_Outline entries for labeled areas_
— begin —
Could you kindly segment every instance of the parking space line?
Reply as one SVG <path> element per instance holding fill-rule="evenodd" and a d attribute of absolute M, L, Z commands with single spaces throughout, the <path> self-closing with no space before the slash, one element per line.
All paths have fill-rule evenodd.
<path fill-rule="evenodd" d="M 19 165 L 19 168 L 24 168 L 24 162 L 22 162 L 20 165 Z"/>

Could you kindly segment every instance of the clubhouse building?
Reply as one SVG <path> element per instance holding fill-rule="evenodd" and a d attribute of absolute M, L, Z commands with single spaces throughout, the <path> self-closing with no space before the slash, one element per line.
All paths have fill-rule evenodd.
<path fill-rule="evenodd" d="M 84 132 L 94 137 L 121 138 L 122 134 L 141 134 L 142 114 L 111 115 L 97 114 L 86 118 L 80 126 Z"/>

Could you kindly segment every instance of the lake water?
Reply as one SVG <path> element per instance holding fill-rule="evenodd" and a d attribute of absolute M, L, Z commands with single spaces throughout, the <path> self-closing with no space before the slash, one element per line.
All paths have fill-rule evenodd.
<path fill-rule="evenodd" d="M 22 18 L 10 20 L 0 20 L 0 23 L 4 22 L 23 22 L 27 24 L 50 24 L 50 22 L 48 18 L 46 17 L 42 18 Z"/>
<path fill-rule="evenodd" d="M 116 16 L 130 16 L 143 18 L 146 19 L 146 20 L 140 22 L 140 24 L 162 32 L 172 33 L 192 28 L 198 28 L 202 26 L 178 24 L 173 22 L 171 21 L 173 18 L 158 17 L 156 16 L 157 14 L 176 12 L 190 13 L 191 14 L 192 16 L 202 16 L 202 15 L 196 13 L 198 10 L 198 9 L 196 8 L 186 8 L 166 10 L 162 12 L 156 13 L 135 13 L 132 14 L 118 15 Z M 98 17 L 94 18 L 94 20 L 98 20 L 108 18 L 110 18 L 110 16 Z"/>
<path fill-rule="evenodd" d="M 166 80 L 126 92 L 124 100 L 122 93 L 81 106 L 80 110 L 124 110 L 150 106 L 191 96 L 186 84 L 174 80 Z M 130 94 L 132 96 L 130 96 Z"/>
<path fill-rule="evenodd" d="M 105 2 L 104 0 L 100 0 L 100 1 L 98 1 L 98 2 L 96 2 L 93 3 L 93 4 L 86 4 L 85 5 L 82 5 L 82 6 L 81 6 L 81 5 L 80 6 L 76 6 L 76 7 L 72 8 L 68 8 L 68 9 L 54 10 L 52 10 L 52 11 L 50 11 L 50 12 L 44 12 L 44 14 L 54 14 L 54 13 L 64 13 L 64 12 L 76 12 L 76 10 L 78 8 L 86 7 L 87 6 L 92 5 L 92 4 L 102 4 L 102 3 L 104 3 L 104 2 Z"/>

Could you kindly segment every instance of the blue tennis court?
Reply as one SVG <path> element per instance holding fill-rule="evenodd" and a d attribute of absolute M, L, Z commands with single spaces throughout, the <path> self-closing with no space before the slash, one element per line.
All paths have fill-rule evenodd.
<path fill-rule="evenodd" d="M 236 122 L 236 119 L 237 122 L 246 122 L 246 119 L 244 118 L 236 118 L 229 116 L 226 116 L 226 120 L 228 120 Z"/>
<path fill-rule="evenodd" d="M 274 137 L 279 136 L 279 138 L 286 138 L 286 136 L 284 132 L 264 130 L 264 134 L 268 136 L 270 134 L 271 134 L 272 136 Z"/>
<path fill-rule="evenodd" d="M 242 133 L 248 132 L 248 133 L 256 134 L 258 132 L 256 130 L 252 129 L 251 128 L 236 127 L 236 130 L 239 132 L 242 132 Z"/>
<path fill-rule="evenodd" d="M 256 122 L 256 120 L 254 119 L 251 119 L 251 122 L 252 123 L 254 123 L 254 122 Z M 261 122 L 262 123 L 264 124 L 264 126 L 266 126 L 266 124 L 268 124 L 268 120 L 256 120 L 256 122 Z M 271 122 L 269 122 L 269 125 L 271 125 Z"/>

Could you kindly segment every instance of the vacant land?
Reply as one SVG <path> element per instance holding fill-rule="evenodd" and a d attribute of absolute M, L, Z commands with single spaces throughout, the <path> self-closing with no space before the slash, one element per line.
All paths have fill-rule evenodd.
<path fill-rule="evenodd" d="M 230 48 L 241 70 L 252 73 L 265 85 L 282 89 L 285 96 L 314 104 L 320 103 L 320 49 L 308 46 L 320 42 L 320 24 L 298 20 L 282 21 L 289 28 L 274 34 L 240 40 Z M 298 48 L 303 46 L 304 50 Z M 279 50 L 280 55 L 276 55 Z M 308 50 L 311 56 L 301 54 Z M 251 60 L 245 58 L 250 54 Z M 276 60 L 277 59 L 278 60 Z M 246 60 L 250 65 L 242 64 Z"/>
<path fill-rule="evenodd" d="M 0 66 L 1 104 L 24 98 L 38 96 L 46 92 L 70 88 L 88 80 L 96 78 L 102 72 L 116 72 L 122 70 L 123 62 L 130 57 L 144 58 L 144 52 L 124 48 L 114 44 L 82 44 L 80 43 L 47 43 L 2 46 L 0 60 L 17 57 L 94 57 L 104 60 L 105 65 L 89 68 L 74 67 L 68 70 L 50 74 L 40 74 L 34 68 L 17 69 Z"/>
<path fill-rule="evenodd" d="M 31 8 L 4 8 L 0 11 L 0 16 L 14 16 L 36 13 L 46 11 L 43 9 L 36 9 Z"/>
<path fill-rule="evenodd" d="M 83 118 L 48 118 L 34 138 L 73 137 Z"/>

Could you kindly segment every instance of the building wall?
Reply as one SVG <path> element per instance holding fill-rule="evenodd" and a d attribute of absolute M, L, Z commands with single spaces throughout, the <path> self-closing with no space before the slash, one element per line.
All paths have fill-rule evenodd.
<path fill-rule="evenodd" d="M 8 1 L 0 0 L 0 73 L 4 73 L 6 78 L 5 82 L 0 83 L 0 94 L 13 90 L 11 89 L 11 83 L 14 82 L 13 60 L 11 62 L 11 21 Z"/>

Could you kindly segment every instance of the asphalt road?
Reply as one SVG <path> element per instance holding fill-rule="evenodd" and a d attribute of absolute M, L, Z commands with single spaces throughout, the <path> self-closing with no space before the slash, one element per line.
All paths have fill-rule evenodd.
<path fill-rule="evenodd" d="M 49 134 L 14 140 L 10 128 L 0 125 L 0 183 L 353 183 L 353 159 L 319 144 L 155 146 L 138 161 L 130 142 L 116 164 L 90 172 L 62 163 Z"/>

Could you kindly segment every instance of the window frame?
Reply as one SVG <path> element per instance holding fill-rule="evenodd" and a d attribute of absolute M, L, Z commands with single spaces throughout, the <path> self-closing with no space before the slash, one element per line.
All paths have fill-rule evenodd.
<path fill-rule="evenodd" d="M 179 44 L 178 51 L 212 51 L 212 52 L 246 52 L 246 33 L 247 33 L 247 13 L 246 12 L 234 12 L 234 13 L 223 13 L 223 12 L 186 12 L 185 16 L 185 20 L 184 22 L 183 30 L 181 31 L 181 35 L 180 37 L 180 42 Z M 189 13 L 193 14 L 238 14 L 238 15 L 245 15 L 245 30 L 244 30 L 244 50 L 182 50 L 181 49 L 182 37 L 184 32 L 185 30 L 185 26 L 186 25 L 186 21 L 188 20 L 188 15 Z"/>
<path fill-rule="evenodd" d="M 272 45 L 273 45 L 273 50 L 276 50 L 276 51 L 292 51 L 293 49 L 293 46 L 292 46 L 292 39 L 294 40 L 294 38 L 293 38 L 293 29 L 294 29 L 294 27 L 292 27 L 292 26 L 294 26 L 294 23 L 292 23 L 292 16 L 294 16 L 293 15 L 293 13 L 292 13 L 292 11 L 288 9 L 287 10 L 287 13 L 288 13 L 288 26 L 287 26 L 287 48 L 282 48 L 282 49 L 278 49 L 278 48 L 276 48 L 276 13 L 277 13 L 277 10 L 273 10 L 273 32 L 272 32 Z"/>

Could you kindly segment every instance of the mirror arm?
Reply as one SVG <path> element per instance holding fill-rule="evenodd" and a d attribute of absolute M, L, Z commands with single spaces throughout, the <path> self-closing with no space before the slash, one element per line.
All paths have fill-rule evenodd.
— end —
_Written problem_
Begin at the line that has "Could you kindly segment every instance of the blue" and stop after the line that has "242 133 L 248". Write those lines out again with everything else unchanged, but multiply every coordinate in the answer paths by 2.05 and round each to a whole number, with halves rounding up.

_Output of the task_
Could you kindly segment every instance of the blue tennis court?
Reply as one SVG <path> element per instance holding fill-rule="evenodd" and a d attribute of absolute M, L, Z commands with single spaces throughout, the <path> self-closing with no space before the slash, one element per line.
All paths have fill-rule evenodd.
<path fill-rule="evenodd" d="M 484 250 L 484 244 L 486 250 L 504 250 L 504 244 L 500 242 L 484 242 L 469 238 L 463 238 L 463 246 L 467 246 Z"/>
<path fill-rule="evenodd" d="M 562 281 L 572 279 L 572 283 L 586 283 L 586 279 L 582 271 L 541 267 L 541 275 L 549 279 L 554 275 L 556 275 L 558 279 Z"/>
<path fill-rule="evenodd" d="M 496 273 L 508 271 L 508 273 L 525 275 L 529 271 L 525 267 L 517 264 L 515 262 L 484 260 L 484 267 L 490 271 L 496 271 Z"/>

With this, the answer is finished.